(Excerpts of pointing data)

━━━━━━━━━━━━━━━━━━━━━━━━━━━━━━

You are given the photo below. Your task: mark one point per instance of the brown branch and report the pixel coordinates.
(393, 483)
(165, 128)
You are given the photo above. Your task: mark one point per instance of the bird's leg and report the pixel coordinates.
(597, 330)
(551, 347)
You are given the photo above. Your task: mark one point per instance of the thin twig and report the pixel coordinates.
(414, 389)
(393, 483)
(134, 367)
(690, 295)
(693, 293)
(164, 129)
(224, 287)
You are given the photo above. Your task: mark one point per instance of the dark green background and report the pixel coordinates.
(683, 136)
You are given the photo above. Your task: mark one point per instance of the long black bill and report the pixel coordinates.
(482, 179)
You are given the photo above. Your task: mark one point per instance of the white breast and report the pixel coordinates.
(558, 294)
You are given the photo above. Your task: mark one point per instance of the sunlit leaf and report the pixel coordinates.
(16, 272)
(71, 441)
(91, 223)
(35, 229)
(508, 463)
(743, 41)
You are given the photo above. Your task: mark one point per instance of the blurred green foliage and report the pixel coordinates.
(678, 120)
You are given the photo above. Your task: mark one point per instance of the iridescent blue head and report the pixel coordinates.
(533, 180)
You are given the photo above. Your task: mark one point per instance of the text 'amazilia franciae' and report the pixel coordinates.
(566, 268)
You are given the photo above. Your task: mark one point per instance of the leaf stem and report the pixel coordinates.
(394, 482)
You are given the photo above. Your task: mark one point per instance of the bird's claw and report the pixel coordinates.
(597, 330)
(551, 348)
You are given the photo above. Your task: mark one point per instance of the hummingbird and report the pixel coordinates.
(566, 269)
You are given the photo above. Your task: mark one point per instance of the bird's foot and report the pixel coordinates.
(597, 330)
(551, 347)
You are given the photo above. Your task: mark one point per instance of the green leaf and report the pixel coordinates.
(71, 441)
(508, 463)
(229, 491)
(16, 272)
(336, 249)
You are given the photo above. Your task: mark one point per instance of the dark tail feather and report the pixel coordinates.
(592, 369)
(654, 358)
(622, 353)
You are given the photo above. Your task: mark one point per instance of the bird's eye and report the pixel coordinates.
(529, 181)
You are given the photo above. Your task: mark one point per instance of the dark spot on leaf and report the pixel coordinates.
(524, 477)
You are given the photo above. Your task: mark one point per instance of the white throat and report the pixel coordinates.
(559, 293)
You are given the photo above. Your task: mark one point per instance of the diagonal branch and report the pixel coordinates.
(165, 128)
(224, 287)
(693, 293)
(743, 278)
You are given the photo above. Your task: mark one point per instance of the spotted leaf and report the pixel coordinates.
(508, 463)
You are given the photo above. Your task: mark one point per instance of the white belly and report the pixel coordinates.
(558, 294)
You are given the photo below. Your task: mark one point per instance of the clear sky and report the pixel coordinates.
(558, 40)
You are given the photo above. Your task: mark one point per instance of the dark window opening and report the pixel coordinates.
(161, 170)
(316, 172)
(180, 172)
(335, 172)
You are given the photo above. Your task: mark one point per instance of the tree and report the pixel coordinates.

━━━━━━━━━━━━━━━━━━━━━━━━━━━━━━

→ THE PROBLEM:
Write out the material above again, switching "pixel coordinates" to "image coordinates" wherever it occurs and keeping everything else the same.

→ REPLY TO THE EXERCISE:
You are given the photo below. Your task: mark one point per instance of the brown branch and report the image coordinates.
(393, 483)
(165, 128)
You are given the photo above. Your task: mark one point per instance of the bird's leg and report the image coordinates.
(597, 330)
(551, 347)
You are given the photo above. Your task: mark one point per instance of the thin twig and report the image coordinates.
(414, 389)
(393, 483)
(134, 367)
(690, 295)
(693, 293)
(164, 129)
(224, 287)
You are given the photo above. Your task: mark one point per instance of the dark green background and report the image coordinates.
(683, 136)
You are given the photo above. Your task: mark one point per instance of the long black bill and report the image coordinates.
(482, 179)
You are given the photo above. Your task: mark one point per instance of the white breast and report the image coordinates.
(558, 294)
You are given the photo above. Your task: mark one point per instance of the sunlit leaf and report the image coordinates.
(16, 272)
(71, 441)
(91, 223)
(35, 229)
(508, 463)
(743, 41)
You are given the photo above. Your task: mark one point per instance of the blurred green foliage and report the image coordinates.
(678, 120)
You are given the photo above. Your task: mark one point per instance of the iridescent blue head and report the image coordinates.
(533, 180)
You are given the photo above. Your task: mark one point per instance of the text 'amazilia franciae' and report the image coordinates.
(566, 268)
You are given the photo above. Your task: mark one point per instance of the leaf stem and report the image coordinates.
(394, 482)
You are given the photo above. Your task: mark one point per instance of the bird's claw and report the image coordinates.
(597, 330)
(551, 348)
You are given the photo above. Your task: mark one point per instance of the hummingbird and report the image coordinates.
(566, 269)
You are given the photo above. Your task: mark one point per instance of the bird's foot and report the image coordinates.
(597, 330)
(551, 347)
You are given the photo above. Your task: mark one point per instance of the green leaf and report the image coordinates.
(71, 441)
(508, 463)
(229, 491)
(16, 272)
(336, 249)
You are given the photo above. Your task: mark one point per instance of the dark tail feather and report the image coordinates.
(592, 369)
(654, 358)
(622, 353)
You are given the photo above. Your task: mark one point per instance of the bird's eye and report the image coordinates.
(529, 181)
You are given the photo above. Your task: mark one point per instance of the dark spot on leaf and report the image coordinates.
(524, 477)
You are given the photo above. Your task: mark one point per instance of the white throat and report the image coordinates.
(559, 293)
You are given the photo above. Your task: mark one point per instance of the diagonal branch and report the image coordinates.
(165, 128)
(224, 287)
(693, 293)
(743, 278)
You are given the photo above. Your task: mark one point per instance of the spotted leaf and report the image coordinates.
(508, 463)
You are given the photo above. Your task: mark one point per instance of the white belly and report the image coordinates.
(558, 294)
You are given the photo below. Your task: mark one point per instance of the clear sky and report the image coordinates.
(558, 40)
You are given the photo above. Your task: mark one point per instance of the dark window opening and report the image coordinates.
(161, 170)
(316, 172)
(180, 172)
(335, 172)
You are given the photo above. Your task: mark one point per instance of the tree and report the image coordinates.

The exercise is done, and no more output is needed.